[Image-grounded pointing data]
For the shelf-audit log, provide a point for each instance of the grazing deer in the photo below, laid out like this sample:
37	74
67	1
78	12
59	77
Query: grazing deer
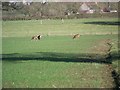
76	36
36	37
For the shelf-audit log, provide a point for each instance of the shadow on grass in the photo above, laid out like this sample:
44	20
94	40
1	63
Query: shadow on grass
59	57
103	23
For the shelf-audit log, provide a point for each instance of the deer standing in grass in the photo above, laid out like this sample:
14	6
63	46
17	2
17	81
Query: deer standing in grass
36	37
76	36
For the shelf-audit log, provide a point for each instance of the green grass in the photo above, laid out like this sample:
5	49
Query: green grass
56	60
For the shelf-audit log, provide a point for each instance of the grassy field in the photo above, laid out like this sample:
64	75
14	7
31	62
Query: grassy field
58	61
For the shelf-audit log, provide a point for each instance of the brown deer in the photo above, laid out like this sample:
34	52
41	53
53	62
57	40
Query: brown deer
36	37
76	36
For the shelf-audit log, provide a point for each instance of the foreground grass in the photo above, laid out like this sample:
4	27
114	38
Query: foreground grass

• Your instructions: Could you output the full set of entries exactly, skipping every picture?

• The completed task:
For the shelf-audit log, provide a point for each instance of the grazing deer in the photo below, laid out like this sample:
37	74
67	1
78	12
59	77
Query: grazing deer
76	36
36	37
For the shelf-audit log, provide a point for each instance of the shadow on grass in the photo above, laid out like this sample:
44	20
94	40
1	63
Query: shadow on grass
59	57
103	23
For the shelf-audit log, provide a point for each instance of the deer standing in grass in the photo above, laid out like this sample:
14	6
63	46
17	2
17	81
Query: deer standing in grass
36	37
76	36
For the shelf-audit log, provide a point for each instance of the green grass in the photo above, laid out like this sample:
5	49
Query: green grass
56	60
For the shelf-audit log, provide a point for each instance of the grassy field in the photo above, laid out like this sample:
64	75
14	7
31	62
Query: grassy field
58	61
For the shelf-audit log, provide a point for each instance of the brown deer in the photo above, laid out like this sample:
34	52
41	53
53	62
57	40
Query: brown deer
36	37
76	36
For the shelf-audit log, provide a point for each instance of the foreground grass in the photo above, laid out like this sample:
4	27
114	38
Query: foreground grass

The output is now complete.